━━━ TRECHO SELECIONADO ━━━

Na atualidade o seguimento evangélico (pentecostal/neopentecostal) tem conquistado muito espaço principalmente na esfera política. Para os secularistas as religiões não deveriam ter espaço na política, porque isso pode ferir o conceito de Estado laico. Mas se olharmos a ideia de democracia na qual as diferentes cosmovisões deve conviver juntas e se respeitarem mutualmente, não seria uma atitude antidemocrática excluir as religiões da esfera pública? Na realidade é saudável que os religiosos participem e se envolvam em todas as áreas da vida pública. O desafio é não permitir que as crenças religiosas particulares se transformem em uma espécie de “modelo” que toda a população seja obrigada a seguir e crer.
Não consigo encontrar uma razão convincente, em termos democráticos ou liberais, para banir, em princípio, a religião da esfera pública democrática. Pode-se, no máximo, em bases históricas pragmáticas, defender a necessidade de separação entre “igreja” e “Estado”, embora eu não esteja mais convencido de que a separação completa seja uma condição necessária ou suficiente para a democracia. A tentativa de estabelecer uma parede de separação entre “religião” e “politica” é injustificada e provavelmente contraproducente para a própria democracia (CASANOVA, 2006, p. 16).
        No caso do Brasil é notório que existe uma forte influência cristã (evangélica) em vários setores da sociedade, mais especificamente na política. O problema é que essa influência cristã se torne dominante e impeça que outros seguimentos religiosos tenham uma parcela de participação na esfera pública, gerando com isso um clima de intolerância religiosa. 

Podemos entender que o conceito "laicidade" e "secularização" no Brasil não impedem que as religiões sejam atuantes na esfera pública. O desafio é não permitir que um determinado seguimento religioso se torne hegemônico e queira implantar na sociedade a sua visão de mundo religiosa. Ou seja, Estado e religião podem conviver juntos desde que cada um não interfira na esfera de atuação do outro.

Infelizmente nem todos compreendem isso. Em quase todas as religiões existem grupos radicais minoritários fundamentalistas que desejam a todo custo que a sociedade seja “convertida” ao seu estilo de vida religioso. Um exemplo muito claro no Brasil são as atitudes de intolerância religiosa de grupos pertencentes as Igrejas evangélicas neopentecostais que discriminam e atacam fieis de religiões de matriz africana (candomblé/umbanda), e geralmente isso acontece por causa da associação que os neopentecostais fazem das entidades espirituais das religiões africanas, os orixás, com demônios e espíritos do mal. Criando com isso uma espécie de arena de guerra na sociedade brasileira.

━━━ DADOS A PROCESSAR ━━━

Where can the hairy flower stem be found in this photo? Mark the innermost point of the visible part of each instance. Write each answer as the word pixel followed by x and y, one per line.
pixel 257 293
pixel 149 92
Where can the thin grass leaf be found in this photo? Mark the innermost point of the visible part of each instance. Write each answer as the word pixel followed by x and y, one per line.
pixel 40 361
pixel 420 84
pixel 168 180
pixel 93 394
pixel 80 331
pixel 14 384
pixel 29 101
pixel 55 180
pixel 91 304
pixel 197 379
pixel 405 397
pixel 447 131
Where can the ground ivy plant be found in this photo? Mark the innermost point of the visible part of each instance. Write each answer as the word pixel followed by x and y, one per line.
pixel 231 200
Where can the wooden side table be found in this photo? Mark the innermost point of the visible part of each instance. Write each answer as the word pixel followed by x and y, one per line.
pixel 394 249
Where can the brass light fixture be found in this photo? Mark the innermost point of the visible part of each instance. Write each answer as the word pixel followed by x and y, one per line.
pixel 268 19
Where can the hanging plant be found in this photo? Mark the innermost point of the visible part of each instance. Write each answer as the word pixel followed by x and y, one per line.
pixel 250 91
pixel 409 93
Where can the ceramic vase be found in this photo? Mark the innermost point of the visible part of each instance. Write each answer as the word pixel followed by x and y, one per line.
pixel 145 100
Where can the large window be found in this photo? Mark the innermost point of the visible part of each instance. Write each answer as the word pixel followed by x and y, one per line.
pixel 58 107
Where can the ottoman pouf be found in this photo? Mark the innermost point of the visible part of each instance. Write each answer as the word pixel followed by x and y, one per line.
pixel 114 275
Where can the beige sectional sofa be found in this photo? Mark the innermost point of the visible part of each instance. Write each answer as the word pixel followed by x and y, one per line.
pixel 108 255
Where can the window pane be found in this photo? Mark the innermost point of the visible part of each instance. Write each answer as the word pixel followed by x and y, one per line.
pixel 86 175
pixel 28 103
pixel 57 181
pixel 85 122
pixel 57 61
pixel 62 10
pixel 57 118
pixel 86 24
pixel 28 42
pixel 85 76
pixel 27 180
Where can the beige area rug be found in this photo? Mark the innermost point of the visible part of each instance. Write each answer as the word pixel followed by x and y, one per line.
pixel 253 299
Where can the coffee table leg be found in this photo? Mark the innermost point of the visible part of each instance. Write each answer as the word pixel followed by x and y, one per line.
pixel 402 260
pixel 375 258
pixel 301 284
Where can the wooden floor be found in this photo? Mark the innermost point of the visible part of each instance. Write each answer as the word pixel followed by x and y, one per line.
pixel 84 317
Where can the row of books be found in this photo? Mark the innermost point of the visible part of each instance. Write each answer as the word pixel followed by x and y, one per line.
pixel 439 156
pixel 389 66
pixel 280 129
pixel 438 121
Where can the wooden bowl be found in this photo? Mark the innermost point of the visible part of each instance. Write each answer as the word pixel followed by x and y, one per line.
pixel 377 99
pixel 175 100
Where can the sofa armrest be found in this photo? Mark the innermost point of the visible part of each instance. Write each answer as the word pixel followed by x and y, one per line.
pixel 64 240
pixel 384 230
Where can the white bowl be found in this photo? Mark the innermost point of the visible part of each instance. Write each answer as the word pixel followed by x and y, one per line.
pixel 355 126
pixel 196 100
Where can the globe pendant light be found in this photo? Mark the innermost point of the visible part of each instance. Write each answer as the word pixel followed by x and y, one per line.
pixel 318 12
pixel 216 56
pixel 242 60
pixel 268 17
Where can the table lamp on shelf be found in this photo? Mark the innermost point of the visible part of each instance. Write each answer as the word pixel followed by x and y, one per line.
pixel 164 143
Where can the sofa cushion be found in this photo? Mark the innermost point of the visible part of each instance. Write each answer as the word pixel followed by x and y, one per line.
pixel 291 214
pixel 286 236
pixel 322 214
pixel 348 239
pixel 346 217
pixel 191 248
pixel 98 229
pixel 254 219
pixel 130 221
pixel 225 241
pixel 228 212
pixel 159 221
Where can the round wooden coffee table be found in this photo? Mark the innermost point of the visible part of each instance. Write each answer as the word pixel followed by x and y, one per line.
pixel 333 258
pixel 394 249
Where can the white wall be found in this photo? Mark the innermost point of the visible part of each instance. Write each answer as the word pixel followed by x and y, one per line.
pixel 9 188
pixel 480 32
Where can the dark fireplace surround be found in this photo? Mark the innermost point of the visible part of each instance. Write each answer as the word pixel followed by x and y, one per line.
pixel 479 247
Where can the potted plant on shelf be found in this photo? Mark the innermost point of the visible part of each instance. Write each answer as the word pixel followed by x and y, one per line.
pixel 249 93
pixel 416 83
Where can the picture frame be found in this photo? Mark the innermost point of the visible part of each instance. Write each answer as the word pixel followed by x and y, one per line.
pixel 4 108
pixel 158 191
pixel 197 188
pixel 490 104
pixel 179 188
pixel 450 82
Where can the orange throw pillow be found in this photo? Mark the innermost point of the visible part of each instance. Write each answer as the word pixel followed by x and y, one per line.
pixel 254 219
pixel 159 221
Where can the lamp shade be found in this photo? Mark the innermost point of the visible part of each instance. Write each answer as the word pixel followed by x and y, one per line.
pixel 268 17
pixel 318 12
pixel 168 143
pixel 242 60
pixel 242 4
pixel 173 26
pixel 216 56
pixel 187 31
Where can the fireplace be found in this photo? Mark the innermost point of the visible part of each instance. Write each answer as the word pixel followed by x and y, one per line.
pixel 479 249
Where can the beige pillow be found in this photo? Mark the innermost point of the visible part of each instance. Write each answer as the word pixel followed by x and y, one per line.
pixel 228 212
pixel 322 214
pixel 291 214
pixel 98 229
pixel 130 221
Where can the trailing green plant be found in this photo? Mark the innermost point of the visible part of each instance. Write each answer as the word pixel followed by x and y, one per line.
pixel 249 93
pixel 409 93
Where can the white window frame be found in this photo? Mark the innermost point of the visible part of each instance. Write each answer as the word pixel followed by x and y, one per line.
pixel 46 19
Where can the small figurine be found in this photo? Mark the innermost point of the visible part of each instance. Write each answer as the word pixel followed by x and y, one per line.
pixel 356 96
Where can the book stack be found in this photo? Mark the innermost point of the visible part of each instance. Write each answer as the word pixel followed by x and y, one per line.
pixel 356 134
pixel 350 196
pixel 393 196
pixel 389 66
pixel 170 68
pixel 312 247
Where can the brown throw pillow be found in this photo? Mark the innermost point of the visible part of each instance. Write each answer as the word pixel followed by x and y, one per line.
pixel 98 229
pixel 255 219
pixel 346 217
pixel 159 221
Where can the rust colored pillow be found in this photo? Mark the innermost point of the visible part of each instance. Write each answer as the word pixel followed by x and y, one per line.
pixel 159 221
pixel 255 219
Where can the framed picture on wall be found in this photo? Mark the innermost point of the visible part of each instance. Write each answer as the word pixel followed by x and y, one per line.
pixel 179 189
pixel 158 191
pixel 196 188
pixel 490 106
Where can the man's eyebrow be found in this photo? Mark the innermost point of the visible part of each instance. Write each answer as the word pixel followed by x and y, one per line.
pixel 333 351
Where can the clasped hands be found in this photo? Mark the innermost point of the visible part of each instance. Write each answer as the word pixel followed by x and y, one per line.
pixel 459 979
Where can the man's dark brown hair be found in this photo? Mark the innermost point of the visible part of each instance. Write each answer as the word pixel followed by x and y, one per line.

━━━

### INSTRUÇÕES DE TRABALHO
(a) Transcreva o trecho sobre religião e esfera pública, começando em "Infelizmente nem todos" e terminando em "na sociedade brasileira.".
(b) Na listagem, reescreva somente as linhas começando na que contém "Where can the sofa armrest" e terminando na que contém "pixel 384 230", ambas incluídas. Troque "sofa armrest" por "couch armrest" e mantenha todo o resto igual.

### RESPOSTAS DAS TAREFAS
(a)
Infelizmente nem todos compreendem isso. Em quase todas as religiões existem grupos radicais minoritários fundamentalistas que desejam a todo custo que a sociedade seja “convertida” ao seu estilo de vida religioso. Um exemplo muito claro no Brasil são as atitudes de intolerância religiosa de grupos pertencentes as Igrejas evangélicas neopentecostais que discriminam e atacam fieis de religiões de matriz africana (candomblé/umbanda), e geralmente isso acontece por causa da associação que os neopentecostais fazem das entidades espirituais das religiões africanas, os orixás, com demônios e espíritos do mal. Criando com isso uma espécie de arena de guerra na sociedade brasileira.

(b)
Where can the couch armrest be found in this photo? Mark the innermost point of the visible part of each instance. Write each answer as the word pixel followed by x and y, one per line.
pixel 64 240
pixel 384 230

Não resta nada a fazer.